Texto do Módulo do Aprofundando a Psicologia Social. Compilação realizada pelo Cieg para seu uso exclusivo.
Retomamos hoje a análise do conceito de ECRO, que define o Esquema Conceitual Referencial e Operativo, com o qual se opera no campo da Psicologia Social.
Como havíamos dito, a letra “E” significa um esquema, entendido como um conjunto articulado de conhecimentos. Entendemos por esquema conceitual um sistema de idéias que alcançam uma vasta generalização. São sínteses mais ou menos gerais, de proposições, que estabelecem as condições segundo as quais os fenômenos empíricos se relacionam entre si. É um conjunto de conhecimentos que proporciona linhas de trabalho e investigação. A investigação psicológica ou qualquer tipo de tarefa científica, sem um adequado sistema conceitual, seria cega e infrutífera. O descobrimento se faz possível pela adequação do esquema conceitual do investigador às características do fenômeno a indagar. Logo, tratar-se-ia de uma adequação das hipóteses à realidade. Em síntese, um esquema conceitual é um conjunto organizado de conceitos universais que permite uma aproximação adequada do objeto particular. Facilita-se, assim, o enfrentamento da situação concreta a ser indagada ou resolvida. Por isso, diz Kurt Lewin: “Não há nada mais prático do que uma boa teoria”.
É importante assinalar que tanto pelo manejo de esquemas conceituais, exclusivo de algumas ciências, pode se chegar a determinadas descobertas verificáveis depois pela experiência; também pela observação direta podem ser descobertos fatos não manifestados nos esquemas conceituais. Isso impõe uma retificação do esquema conceitual: como o exemplo anterior, implica a sua ratificação, quer dizer, é necessária sempre uma verificação da realidade.

O que fazer:
**A)** No texto sobre o ECRO, o que significa a letra “E”?
**B)** Transcreva do texto sobre o ECRO tudo o que vai de "Texto do Módulo" até "da Psicologia Social.".
**C)** Resuma o texto sobre o ECRO em duas frases.

Dados registrados:
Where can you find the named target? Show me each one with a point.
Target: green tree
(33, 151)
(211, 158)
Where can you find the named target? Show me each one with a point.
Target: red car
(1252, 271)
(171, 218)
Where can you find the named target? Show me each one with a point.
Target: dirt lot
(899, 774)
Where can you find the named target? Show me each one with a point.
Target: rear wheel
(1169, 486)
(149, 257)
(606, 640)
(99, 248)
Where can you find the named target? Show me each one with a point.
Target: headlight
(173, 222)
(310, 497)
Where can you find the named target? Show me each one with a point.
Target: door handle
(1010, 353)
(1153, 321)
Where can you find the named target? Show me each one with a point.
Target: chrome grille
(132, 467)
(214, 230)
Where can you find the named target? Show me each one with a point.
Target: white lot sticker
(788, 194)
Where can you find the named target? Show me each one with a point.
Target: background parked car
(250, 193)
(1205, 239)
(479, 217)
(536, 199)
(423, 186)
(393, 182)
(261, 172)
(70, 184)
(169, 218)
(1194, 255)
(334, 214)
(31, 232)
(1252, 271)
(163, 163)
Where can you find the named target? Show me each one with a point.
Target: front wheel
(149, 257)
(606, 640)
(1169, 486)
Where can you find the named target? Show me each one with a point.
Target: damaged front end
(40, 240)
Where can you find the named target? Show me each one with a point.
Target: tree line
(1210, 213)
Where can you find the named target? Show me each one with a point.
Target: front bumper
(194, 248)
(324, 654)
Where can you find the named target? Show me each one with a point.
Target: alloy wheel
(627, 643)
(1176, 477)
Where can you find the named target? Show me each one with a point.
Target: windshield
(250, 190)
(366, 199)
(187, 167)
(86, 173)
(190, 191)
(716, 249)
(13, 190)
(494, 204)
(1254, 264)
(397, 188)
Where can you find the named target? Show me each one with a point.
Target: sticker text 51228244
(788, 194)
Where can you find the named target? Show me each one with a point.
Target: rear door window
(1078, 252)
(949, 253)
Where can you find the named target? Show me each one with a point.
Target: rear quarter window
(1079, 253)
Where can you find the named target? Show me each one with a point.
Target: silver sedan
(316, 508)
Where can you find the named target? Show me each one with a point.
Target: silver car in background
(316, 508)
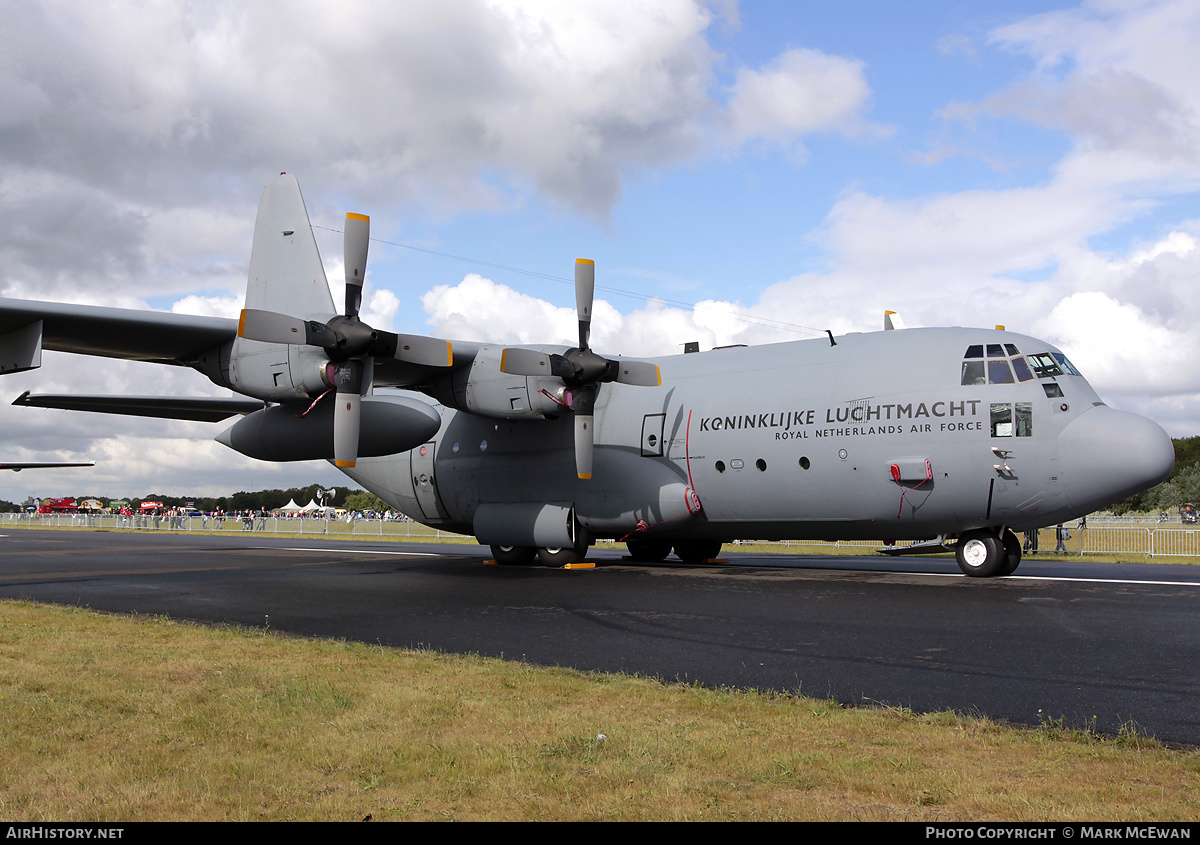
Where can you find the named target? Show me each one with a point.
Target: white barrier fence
(1145, 539)
(226, 525)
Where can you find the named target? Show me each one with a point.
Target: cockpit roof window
(1066, 365)
(999, 372)
(1044, 366)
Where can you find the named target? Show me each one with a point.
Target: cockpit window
(999, 372)
(995, 367)
(1066, 365)
(1044, 365)
(1023, 369)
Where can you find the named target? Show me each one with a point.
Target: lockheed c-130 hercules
(958, 433)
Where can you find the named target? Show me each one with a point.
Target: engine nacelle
(277, 372)
(390, 424)
(485, 390)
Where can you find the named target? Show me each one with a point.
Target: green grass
(113, 718)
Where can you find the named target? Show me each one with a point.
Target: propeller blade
(585, 292)
(357, 239)
(639, 373)
(585, 438)
(347, 413)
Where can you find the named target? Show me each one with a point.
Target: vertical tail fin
(286, 274)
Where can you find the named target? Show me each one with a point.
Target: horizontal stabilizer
(55, 465)
(201, 408)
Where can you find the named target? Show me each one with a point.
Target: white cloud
(802, 91)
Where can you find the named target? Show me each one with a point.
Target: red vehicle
(58, 507)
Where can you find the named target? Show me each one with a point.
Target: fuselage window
(1003, 423)
(999, 372)
(1025, 419)
(1001, 419)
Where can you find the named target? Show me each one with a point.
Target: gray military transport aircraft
(963, 435)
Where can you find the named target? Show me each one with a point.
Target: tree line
(1183, 485)
(262, 499)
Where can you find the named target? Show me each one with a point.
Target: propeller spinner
(581, 370)
(351, 343)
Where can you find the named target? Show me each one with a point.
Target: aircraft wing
(18, 467)
(115, 333)
(201, 408)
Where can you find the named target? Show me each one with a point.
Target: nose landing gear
(988, 552)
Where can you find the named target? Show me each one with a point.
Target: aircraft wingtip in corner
(965, 435)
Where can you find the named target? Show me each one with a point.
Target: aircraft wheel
(1012, 553)
(697, 551)
(648, 551)
(561, 557)
(514, 556)
(981, 553)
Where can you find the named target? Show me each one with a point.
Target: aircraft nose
(1105, 455)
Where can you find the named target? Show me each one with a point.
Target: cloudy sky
(739, 173)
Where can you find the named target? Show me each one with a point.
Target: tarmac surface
(1093, 643)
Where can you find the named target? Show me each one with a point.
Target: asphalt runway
(1062, 639)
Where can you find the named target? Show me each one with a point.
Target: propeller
(351, 343)
(581, 370)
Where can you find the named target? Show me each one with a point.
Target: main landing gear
(988, 552)
(522, 556)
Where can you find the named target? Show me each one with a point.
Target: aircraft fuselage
(892, 435)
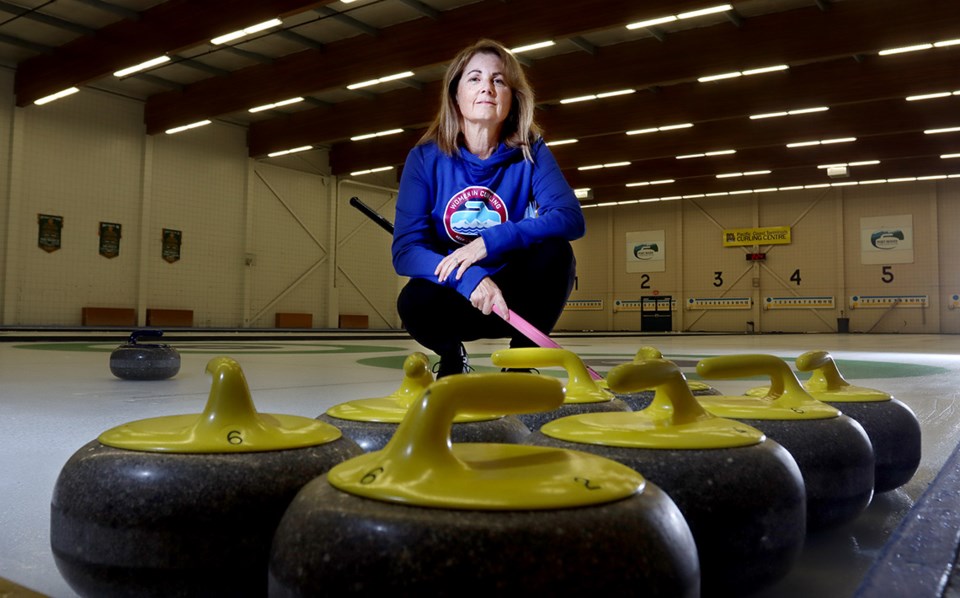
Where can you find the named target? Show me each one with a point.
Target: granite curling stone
(833, 451)
(424, 517)
(372, 422)
(639, 400)
(134, 360)
(582, 393)
(892, 426)
(741, 493)
(186, 505)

Respostas das tarefas:
**A)** Significa um esquema, entendido como um conjunto articulado de conhecimentos.

**B)**
Texto do Módulo do Aprofundando a Psicologia Social. Compilação realizada pelo Cieg para seu uso exclusivo.
Retomamos hoje a análise do conceito de ECRO, que define o Esquema Conceitual Referencial e Operativo, com o qual se opera no campo da Psicologia Social.

**C)** O ECRO é o Esquema Conceitual Referencial e Operativo com o qual se opera no campo da Psicologia Social, e a letra “E” designa um esquema conceitual, isto é, um conjunto organizado de conceitos universais que permite uma aproximação adequada do objeto particular. Sem um sistema conceitual adequado a investigação seria cega e infrutífera, e como a observação direta pode revelar fatos não manifestados nesses esquemas, é sempre necessária uma verificação da realidade.